#### [DESCRIPTION OF THE TASK]
Please convert the part of the entries that opens with the line containing "the door step?" and closes with the line containing "601L756 598L774 587L773", both of those lines included, into a Markdown table with the columns Row and Line. Give each non-blank line its own numbered row and leave out blank lines.

---------- RECORDS PROVIDED

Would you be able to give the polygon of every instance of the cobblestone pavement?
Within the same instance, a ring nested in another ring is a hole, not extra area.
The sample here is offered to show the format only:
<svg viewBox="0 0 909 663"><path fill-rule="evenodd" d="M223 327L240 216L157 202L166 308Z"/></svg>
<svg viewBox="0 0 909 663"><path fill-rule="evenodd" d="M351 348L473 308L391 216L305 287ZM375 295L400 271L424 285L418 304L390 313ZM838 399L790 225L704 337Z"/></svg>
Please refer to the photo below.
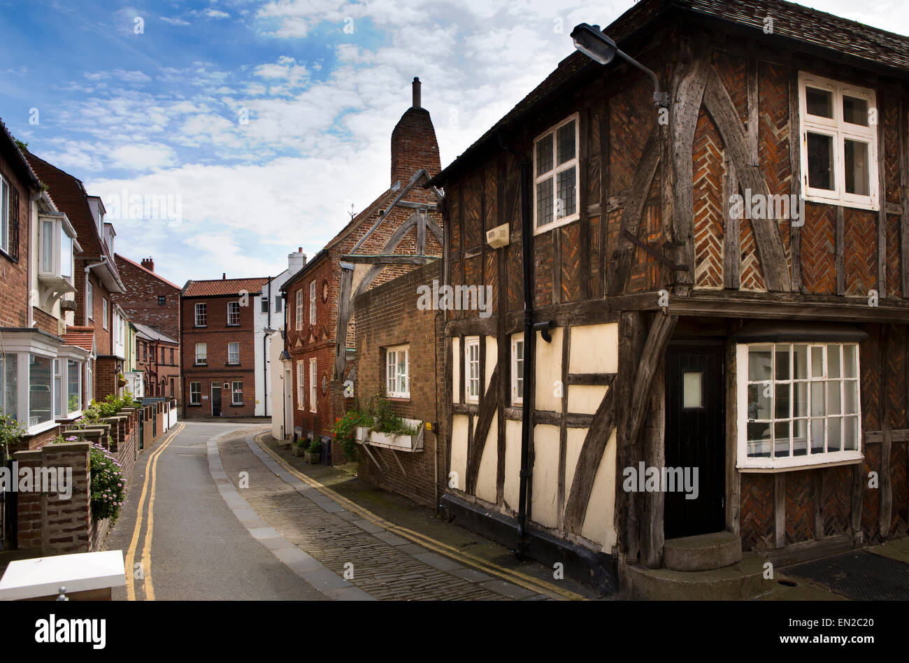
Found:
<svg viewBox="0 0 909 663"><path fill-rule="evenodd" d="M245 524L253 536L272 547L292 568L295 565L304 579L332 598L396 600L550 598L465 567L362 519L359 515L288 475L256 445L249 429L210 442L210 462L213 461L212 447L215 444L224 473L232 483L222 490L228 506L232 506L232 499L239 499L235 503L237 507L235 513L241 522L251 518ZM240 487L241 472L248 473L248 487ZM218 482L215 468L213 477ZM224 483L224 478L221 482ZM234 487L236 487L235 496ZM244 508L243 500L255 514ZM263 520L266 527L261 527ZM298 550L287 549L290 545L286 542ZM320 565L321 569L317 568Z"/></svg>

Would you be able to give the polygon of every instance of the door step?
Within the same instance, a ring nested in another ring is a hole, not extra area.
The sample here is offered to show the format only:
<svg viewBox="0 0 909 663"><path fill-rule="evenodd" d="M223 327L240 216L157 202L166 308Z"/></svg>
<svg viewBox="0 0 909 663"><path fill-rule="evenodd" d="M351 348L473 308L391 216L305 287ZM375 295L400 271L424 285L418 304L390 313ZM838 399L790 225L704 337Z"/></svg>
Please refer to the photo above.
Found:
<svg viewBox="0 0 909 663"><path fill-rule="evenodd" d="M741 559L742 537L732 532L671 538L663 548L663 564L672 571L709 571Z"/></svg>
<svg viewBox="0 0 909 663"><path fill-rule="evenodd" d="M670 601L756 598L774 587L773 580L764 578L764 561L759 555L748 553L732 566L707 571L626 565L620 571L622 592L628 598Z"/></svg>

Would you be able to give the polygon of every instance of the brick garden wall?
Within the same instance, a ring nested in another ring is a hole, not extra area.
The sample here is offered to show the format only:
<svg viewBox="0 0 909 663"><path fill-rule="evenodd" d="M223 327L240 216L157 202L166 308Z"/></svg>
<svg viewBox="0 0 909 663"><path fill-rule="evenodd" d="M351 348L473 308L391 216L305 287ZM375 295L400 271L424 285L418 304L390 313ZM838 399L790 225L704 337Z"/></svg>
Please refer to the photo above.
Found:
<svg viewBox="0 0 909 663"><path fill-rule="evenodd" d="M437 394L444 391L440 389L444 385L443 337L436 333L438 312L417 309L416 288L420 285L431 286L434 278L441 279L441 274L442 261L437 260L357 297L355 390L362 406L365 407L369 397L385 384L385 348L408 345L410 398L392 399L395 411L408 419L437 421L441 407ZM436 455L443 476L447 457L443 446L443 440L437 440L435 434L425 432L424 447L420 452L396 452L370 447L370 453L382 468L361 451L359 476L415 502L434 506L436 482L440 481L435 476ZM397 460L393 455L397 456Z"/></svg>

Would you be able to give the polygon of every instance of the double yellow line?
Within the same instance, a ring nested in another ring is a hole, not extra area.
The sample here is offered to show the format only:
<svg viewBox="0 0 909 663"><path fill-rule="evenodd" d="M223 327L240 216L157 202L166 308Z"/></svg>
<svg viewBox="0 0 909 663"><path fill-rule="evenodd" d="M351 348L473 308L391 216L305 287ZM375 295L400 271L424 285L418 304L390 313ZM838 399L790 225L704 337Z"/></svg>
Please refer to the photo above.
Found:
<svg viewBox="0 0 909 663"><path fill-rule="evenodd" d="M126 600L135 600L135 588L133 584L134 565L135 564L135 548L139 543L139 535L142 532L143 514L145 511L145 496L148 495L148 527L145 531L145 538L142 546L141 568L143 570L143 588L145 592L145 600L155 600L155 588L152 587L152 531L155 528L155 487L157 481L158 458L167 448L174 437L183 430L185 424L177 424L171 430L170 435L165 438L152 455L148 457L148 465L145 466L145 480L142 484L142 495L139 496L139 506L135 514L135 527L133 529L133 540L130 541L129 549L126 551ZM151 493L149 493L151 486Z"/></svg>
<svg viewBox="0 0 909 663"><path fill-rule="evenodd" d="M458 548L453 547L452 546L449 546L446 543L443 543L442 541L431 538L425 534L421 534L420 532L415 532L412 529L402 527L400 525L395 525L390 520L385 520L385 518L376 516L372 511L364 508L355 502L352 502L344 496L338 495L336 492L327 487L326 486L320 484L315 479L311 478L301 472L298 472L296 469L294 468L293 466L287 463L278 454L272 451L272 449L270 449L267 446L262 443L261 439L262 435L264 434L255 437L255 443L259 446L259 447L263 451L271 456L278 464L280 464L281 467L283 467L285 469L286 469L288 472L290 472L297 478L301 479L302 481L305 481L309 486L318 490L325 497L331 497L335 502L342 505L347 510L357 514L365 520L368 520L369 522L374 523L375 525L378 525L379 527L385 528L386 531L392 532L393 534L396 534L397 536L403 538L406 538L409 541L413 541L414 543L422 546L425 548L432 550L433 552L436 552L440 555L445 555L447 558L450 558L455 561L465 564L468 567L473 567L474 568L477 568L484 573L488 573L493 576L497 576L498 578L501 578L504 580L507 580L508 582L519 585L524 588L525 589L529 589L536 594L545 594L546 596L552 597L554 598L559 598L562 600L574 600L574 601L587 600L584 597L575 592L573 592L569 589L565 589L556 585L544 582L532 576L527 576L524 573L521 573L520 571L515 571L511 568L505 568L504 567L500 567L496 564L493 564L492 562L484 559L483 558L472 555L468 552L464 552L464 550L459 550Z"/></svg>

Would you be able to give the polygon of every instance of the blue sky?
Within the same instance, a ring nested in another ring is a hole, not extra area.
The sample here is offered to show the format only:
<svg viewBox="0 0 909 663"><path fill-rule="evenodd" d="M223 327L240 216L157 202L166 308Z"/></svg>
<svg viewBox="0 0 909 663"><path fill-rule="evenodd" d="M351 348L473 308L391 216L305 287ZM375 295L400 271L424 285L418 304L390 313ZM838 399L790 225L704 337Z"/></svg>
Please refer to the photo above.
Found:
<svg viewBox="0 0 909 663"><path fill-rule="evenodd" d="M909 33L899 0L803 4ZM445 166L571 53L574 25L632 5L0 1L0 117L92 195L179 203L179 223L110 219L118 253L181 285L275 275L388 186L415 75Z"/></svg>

--------------------

#### [TASK ANSWER]
| Row | Line |
|---|---|
| 1 | Would you be able to give the polygon of every instance of the door step? |
| 2 | Within the same instance, a ring nested in another ring is a hole, not extra area. |
| 3 | The sample here is offered to show the format only: |
| 4 | <svg viewBox="0 0 909 663"><path fill-rule="evenodd" d="M223 327L240 216L157 202L166 308Z"/></svg> |
| 5 | <svg viewBox="0 0 909 663"><path fill-rule="evenodd" d="M351 348L473 308L391 216L305 287ZM375 295L400 271L424 285L418 304L390 313ZM838 399L790 225L704 337Z"/></svg> |
| 6 | Please refer to the photo above. |
| 7 | Found: |
| 8 | <svg viewBox="0 0 909 663"><path fill-rule="evenodd" d="M741 559L742 537L732 532L671 538L663 548L663 564L672 571L709 571Z"/></svg> |
| 9 | <svg viewBox="0 0 909 663"><path fill-rule="evenodd" d="M670 601L756 598L774 587L773 580L764 578L764 561L759 555L748 553L732 566L707 571L626 565L620 571L622 592L628 598Z"/></svg> |